Say how many lines of the material include "below". Give the number without any other text.
*** Opening DATASET ENTRIES ***
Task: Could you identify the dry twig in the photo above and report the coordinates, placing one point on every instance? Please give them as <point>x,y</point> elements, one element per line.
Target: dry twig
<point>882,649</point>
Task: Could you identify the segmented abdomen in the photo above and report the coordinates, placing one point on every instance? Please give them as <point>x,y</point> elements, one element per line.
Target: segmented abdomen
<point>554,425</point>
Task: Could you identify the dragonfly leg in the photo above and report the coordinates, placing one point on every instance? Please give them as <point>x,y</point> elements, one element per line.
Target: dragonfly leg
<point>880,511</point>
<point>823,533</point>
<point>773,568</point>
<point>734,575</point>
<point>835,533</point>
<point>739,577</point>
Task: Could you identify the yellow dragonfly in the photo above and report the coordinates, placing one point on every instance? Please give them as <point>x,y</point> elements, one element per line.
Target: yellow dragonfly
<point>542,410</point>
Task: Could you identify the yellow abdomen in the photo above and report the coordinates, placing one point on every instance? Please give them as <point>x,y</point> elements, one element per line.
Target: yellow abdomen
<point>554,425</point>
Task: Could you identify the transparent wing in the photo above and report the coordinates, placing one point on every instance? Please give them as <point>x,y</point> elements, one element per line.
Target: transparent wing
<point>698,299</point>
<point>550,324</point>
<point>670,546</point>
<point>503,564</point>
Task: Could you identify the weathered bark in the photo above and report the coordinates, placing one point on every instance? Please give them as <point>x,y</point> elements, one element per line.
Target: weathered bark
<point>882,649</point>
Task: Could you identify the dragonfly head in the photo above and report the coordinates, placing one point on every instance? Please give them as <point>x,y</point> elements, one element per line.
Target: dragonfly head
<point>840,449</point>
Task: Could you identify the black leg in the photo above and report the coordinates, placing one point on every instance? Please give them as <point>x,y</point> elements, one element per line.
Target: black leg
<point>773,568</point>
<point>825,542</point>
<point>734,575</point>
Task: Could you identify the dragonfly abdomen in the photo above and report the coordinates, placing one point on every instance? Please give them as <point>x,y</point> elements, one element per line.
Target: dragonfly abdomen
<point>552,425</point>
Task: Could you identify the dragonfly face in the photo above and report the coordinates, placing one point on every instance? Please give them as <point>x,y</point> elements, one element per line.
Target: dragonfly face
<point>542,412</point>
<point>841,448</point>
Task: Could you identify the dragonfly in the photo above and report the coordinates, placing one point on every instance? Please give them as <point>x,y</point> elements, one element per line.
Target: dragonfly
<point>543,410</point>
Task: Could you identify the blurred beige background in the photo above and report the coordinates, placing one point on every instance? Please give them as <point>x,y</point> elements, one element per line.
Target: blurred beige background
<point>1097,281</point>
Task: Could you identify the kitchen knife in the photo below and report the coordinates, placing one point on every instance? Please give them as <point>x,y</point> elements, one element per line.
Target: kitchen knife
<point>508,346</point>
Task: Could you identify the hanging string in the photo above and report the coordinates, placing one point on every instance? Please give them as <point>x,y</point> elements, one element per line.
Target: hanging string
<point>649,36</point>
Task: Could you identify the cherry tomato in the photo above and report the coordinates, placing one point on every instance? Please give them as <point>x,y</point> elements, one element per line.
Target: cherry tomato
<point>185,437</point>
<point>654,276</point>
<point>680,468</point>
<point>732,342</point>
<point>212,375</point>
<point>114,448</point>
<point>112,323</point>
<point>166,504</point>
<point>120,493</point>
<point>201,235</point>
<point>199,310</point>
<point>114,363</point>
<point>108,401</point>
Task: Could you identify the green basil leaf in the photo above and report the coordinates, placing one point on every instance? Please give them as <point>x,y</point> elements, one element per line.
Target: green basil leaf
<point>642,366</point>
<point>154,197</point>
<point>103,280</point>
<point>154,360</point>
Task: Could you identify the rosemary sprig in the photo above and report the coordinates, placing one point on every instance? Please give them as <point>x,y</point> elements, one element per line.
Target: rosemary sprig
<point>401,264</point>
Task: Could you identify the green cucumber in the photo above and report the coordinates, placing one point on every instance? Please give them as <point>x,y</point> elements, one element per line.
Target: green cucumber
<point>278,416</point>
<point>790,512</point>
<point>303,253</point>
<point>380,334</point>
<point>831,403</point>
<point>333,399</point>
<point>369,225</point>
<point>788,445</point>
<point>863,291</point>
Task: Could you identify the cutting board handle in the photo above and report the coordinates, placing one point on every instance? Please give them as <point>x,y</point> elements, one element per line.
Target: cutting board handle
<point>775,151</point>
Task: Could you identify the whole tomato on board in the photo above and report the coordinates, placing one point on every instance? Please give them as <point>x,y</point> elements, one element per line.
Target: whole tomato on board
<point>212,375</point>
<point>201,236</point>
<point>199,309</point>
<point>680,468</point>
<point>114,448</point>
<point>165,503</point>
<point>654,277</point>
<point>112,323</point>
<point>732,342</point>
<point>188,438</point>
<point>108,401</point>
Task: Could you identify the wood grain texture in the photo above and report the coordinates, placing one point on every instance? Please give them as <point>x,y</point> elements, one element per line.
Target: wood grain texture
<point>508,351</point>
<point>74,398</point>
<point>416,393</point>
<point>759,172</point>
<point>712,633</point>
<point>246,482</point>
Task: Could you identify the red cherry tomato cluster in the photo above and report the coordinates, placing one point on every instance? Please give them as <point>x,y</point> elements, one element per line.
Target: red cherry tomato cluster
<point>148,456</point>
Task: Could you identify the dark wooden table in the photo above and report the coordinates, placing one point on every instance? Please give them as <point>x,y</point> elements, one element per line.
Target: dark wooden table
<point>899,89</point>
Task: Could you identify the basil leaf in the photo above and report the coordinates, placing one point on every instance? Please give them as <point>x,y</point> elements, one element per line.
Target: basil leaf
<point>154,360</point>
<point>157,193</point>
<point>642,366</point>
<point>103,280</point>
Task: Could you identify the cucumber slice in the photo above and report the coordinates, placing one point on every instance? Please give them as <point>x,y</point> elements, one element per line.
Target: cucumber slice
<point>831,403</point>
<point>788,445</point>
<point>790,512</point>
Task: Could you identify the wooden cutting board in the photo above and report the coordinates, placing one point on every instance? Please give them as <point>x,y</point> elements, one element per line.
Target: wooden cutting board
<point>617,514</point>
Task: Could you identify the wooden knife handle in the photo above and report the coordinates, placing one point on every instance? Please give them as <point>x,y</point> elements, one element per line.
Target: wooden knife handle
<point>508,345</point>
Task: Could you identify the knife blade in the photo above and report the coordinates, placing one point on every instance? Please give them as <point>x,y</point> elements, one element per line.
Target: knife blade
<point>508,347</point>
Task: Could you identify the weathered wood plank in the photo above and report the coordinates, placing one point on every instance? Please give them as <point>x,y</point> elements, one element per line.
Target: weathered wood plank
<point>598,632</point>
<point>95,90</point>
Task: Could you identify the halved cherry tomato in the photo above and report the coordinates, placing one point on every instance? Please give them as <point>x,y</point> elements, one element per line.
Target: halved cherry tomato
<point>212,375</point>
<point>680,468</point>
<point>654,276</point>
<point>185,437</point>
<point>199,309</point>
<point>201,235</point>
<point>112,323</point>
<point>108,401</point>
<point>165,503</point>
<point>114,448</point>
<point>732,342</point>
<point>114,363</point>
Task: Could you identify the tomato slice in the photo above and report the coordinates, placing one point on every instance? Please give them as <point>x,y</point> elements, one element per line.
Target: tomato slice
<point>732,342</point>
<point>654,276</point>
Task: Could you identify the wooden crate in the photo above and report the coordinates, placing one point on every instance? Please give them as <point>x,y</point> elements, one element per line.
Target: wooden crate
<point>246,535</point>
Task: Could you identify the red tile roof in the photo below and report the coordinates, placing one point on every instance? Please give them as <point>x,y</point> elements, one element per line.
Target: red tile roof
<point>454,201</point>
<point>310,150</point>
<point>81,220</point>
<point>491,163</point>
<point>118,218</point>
*** Closing DATASET ENTRIES ***
*YOUR SOLUTION*
2